[How to complete this task] Copy whichever lines of the data hold the word "white".

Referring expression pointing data
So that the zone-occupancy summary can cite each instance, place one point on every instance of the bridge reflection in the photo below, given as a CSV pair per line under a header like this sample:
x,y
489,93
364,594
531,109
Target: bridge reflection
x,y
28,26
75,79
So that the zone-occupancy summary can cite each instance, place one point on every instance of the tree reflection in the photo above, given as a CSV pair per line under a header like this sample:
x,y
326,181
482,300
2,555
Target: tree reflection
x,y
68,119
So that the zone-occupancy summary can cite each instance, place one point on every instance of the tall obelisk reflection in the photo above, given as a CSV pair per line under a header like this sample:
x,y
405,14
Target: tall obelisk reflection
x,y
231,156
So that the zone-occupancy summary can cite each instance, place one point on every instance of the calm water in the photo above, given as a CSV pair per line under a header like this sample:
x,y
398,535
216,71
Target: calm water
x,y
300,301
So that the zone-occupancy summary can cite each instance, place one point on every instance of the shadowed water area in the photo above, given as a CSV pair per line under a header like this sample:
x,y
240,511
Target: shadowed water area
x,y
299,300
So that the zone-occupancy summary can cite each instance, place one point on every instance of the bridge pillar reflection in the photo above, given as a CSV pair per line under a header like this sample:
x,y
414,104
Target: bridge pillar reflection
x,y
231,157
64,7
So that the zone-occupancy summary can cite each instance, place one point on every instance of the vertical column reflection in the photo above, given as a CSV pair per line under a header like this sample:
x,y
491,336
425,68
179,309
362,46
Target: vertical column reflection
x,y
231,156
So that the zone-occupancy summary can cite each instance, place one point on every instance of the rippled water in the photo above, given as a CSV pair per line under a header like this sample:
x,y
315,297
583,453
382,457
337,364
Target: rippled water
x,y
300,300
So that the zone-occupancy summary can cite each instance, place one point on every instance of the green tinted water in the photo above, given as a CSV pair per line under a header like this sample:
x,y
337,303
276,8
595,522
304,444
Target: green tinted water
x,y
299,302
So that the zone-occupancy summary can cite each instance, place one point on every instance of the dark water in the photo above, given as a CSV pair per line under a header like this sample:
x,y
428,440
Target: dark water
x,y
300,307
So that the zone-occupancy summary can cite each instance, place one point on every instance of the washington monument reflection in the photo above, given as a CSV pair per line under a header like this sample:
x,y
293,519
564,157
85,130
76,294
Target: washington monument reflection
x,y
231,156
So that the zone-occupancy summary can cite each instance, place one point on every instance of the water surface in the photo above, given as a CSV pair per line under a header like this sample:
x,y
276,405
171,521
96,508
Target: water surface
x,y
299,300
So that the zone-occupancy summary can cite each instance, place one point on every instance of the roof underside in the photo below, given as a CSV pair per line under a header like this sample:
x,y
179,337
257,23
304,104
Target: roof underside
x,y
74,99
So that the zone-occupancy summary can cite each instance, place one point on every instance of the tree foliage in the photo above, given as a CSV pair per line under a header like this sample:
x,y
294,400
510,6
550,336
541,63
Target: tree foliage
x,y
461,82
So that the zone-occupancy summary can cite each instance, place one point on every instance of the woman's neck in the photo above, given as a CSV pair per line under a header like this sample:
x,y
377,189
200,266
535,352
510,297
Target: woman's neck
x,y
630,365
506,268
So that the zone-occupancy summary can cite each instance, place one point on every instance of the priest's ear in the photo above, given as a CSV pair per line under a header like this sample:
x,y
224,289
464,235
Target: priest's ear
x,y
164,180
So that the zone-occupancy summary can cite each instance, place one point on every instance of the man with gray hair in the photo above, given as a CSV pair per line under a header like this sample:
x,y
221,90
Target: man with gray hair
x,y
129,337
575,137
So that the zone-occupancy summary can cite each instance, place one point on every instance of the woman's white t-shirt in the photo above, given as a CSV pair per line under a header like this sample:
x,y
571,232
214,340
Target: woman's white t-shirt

[Solution]
So that the zone-occupancy summary can cite each instance, place one point on every instance of the woman's white t-shirt in the photo above, given as a CSV pair per line under a header like this sample:
Target: woman's white t-shirt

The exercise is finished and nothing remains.